PROBLEM TO WORK ON: Output the rows exactly as they appear, from the line with "like [(115, 140)]." to the line with "107), (124, 70)]", including both of those lines, and leave the pictures out.

[A sequence of records]
☆ ☆ ☆ ☆ ☆

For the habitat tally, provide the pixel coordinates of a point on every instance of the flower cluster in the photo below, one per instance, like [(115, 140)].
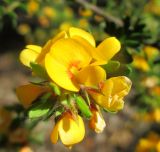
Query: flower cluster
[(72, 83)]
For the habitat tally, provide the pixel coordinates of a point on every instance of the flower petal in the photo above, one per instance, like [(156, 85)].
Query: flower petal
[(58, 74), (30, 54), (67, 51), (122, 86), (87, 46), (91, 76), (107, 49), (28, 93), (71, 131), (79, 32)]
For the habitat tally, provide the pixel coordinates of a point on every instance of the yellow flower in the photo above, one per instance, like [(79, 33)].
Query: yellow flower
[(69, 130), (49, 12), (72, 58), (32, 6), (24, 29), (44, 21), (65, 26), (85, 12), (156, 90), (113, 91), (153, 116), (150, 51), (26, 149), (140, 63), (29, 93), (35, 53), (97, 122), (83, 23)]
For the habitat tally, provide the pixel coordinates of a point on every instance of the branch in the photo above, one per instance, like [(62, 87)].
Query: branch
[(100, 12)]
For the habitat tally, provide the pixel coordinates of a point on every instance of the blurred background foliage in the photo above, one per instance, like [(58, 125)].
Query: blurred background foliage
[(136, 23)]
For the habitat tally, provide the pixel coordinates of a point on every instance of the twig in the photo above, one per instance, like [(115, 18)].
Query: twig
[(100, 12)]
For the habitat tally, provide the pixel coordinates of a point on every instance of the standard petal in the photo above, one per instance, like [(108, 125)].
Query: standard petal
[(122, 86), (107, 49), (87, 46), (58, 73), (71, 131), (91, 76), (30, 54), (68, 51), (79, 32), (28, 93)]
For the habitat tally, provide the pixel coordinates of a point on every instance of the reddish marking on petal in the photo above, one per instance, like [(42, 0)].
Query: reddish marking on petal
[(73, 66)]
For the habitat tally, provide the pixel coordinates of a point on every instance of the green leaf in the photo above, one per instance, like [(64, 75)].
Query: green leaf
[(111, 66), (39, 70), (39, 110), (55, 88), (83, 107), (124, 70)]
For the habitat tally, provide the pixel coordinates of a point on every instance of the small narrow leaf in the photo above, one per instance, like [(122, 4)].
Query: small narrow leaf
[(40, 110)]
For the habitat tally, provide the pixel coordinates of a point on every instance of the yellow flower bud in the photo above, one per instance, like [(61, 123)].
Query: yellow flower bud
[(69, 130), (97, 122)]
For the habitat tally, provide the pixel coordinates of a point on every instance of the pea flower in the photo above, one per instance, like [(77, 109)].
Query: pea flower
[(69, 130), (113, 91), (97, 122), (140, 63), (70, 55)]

☆ ☆ ☆ ☆ ☆

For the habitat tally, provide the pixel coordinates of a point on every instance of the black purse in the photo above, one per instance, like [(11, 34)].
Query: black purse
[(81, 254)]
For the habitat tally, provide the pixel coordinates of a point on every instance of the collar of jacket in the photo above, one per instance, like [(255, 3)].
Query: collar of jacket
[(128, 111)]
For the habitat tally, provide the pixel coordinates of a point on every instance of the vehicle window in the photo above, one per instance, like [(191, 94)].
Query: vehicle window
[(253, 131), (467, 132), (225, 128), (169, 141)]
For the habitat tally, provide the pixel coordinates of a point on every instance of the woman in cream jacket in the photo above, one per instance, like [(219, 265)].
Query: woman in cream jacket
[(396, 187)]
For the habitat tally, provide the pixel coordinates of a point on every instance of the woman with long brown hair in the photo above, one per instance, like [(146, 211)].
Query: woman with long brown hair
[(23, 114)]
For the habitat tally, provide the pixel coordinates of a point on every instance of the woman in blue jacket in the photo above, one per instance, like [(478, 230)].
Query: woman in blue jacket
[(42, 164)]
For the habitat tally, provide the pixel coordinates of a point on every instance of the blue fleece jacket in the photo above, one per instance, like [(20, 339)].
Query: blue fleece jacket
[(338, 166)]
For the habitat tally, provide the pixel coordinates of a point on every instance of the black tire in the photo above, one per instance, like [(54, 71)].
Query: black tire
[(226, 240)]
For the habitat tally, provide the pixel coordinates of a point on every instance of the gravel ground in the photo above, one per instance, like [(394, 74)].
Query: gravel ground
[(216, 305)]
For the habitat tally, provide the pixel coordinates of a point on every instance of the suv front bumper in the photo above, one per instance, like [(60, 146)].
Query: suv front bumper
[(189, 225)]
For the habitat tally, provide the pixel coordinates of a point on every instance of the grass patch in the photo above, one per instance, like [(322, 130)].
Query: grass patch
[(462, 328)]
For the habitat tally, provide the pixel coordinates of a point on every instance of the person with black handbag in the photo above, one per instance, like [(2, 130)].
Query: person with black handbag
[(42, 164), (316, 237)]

☆ ☆ ☆ ☆ ☆

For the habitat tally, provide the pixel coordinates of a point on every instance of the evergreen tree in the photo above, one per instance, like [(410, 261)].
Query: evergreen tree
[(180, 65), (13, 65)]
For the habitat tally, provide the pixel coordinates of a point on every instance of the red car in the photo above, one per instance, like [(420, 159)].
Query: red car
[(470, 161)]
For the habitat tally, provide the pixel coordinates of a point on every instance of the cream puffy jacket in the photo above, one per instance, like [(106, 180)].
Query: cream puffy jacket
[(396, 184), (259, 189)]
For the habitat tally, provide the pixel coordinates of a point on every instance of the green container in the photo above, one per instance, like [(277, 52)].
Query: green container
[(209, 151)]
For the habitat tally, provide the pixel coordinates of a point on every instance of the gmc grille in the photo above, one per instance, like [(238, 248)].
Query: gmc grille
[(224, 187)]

☆ ☆ ☆ ☆ ☆

WRITTEN SOLUTION:
For the habitat tally, provide the pixel coordinates of a point on every instance of the flower cluster in the photo below, one per instance, like [(115, 140)].
Query: flower cluster
[(72, 83)]
For the habitat tally, provide the pixel coordinates of a point on every instance of the flower petal in the photo above, one per instance, like [(156, 85)].
Query: flower petal
[(58, 74), (30, 54), (67, 51), (122, 86), (87, 46), (91, 76), (107, 49), (28, 93), (71, 131), (79, 32)]
For the habitat tally, provide the pixel coordinates of a point on every instance of the yellow flower in the photo above, one per instance, like [(79, 33)].
Query: yellow flower
[(69, 130), (49, 12), (72, 58), (32, 6), (24, 29), (44, 21), (65, 26), (85, 12), (156, 90), (113, 91), (153, 116), (150, 51), (26, 149), (140, 63), (29, 93), (35, 53), (97, 122), (83, 23)]
For the habitat tally, provide the pixel coordinates of a point on every instance of the branch in the photo above, one per instance, like [(62, 87)].
Query: branch
[(100, 12)]
For the habitat tally, provide the pixel coordinates of a point on every instance of the blurred background foliage in the photo above, one per instance, like [(58, 125)].
Query: blurred background foliage
[(136, 23)]
For the habitat tally, provide the pixel coordinates of a point on every instance of the twig in the photo above, one per instance, like [(115, 18)].
Query: twig
[(100, 12)]
For the habitat tally, provide the pixel coordinates of a point on every instance of the standard petal in the photo above, one per instance, like [(108, 125)].
Query: standard petal
[(122, 86), (107, 49), (87, 46), (58, 73), (71, 131), (91, 76), (30, 54), (68, 51), (79, 32), (28, 93)]
For the habitat tally, provide the pixel coordinates of a point on every instance of the reddish marking on petal in the photo above, one per instance, like [(42, 0)].
Query: reddish marking on petal
[(73, 66)]
For the habitat tally, provide the pixel coordinates of a point on every instance of the green leaf in the photo above, one per instance, like [(64, 75)].
Query: green leaf
[(111, 66), (39, 70), (39, 110), (55, 88), (83, 107), (124, 70)]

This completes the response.